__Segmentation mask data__
%%

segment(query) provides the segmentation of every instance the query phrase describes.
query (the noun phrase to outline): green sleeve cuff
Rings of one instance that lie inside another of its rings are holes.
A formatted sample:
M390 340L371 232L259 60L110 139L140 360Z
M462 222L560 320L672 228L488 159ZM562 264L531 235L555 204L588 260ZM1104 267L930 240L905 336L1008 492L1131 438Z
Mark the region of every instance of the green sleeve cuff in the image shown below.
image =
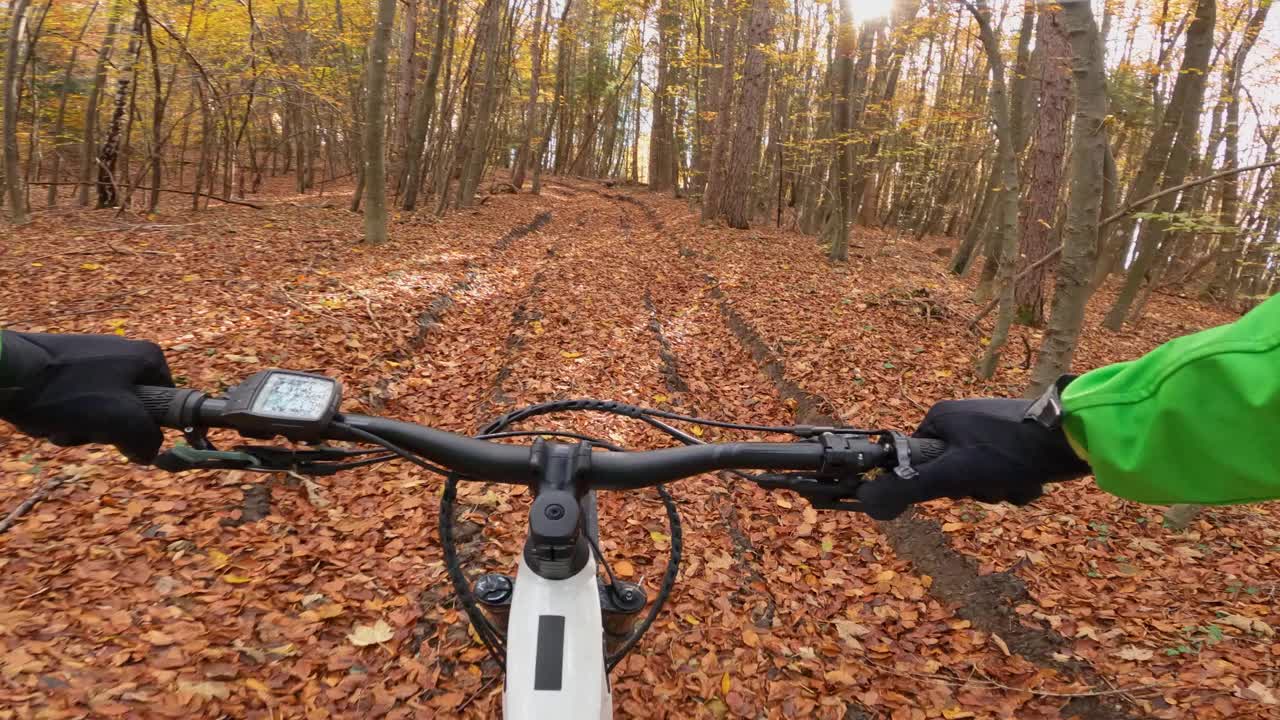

%%

__PROBLEM DESCRIPTION__
Please output only the lines running from the one that holds "query (the noun" through the last line of the entries, both ends included, without any images.

__RESPONSE FOR THIS EXERCISE__
query (the noun phrase to outline): green sleeve cuff
Rings of one instance that lie inside another of its rings are holes.
A formatted sample:
M390 340L371 232L259 60L110 139L140 360Z
M462 222L560 320L672 228L488 159ZM562 264L531 235L555 204L588 260ZM1104 267L930 240L905 336L1008 492L1131 438Z
Mark the region of every instance of the green sleeve cuff in the image shown below.
image =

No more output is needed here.